[Records from a data source]

⟨

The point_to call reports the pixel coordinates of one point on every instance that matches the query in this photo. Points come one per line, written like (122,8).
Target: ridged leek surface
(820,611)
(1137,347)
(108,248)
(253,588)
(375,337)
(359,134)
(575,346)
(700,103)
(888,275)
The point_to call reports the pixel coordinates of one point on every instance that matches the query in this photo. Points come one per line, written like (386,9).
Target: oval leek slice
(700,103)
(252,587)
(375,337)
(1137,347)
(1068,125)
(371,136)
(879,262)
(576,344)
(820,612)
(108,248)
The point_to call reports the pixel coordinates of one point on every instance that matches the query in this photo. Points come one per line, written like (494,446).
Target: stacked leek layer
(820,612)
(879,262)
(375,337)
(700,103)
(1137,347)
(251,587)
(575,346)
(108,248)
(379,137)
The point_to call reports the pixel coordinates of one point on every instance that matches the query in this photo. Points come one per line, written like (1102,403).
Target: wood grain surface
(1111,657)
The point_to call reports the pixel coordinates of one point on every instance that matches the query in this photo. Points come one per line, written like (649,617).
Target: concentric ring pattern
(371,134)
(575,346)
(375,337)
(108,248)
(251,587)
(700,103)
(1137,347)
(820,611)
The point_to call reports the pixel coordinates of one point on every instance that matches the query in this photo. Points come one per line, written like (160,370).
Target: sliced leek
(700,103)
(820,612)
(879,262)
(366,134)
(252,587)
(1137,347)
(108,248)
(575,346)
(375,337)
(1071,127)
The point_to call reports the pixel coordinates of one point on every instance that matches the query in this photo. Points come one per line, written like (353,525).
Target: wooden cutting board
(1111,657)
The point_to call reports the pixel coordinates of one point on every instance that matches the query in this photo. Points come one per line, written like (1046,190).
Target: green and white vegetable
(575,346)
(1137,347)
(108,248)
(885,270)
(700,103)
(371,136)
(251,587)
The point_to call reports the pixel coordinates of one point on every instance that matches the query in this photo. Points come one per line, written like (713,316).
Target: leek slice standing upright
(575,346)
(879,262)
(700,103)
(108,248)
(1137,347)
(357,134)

⟩

* [EXERCISE OBJECTIVE]:
Every record shown above should appear again in your answer, unchanged.

* [ANSWER FOR THIS EXERCISE]:
The point_to call reports the pixel coordinates of one point on every instance that matches the query in this photo. Points come one per line, written like (122,8).
Target: ridged leek surface
(820,611)
(1137,347)
(108,248)
(253,588)
(375,337)
(359,134)
(575,346)
(700,103)
(888,275)
The point_to call reports the pixel coordinates of one point on every instance that matches the query in this photo. Points come one per line, written like (386,9).
Target: oval leek slice
(700,103)
(252,587)
(375,337)
(1137,347)
(1068,125)
(371,136)
(879,262)
(576,344)
(820,612)
(108,248)
The point_to call reports the pixel coordinates of one point on every instance that matches the query in this photo. Points come one per line, written like (494,446).
Target: stacked leek layer
(820,612)
(879,262)
(375,337)
(700,103)
(1137,347)
(251,587)
(575,346)
(108,248)
(379,137)
The point_to call reports the pixel coordinates of one point on every instance that matches the query in this photo. Points come one per line, written like (1102,403).
Target: wood grain surface
(1111,657)
The point_to call reports the pixel coordinates of one point on every instance that matches the query in this photo. Points come one per line, written like (649,617).
Target: concentric ring pattern
(371,134)
(575,346)
(375,337)
(108,248)
(251,587)
(700,103)
(1137,347)
(820,611)
The point_to call reports the pixel coordinates of one point on every instance that matches the query in this photo. Points come one per line, written like (160,370).
Target: sliced leek
(700,103)
(820,612)
(879,262)
(366,134)
(252,587)
(1137,347)
(108,248)
(575,346)
(375,337)
(1071,127)
The point_to call reports the pixel coordinates of one point on every instance that matches the query in this photo. Points come one per line, written like (353,525).
Target: wooden cutting board
(1111,657)
The point_to call reports the pixel coordinates of one point on every instance that matches the query in this photo. Points come one per line, written like (1046,190).
Target: green and white vegetable
(575,346)
(1137,347)
(108,248)
(885,270)
(700,103)
(371,136)
(251,587)
The point_to call reports the pixel coordinates of one point on every instance that matches the query in this photo. Points come one per line, written like (713,316).
Target: leek slice standing upright
(575,346)
(879,262)
(700,103)
(108,248)
(1137,347)
(357,134)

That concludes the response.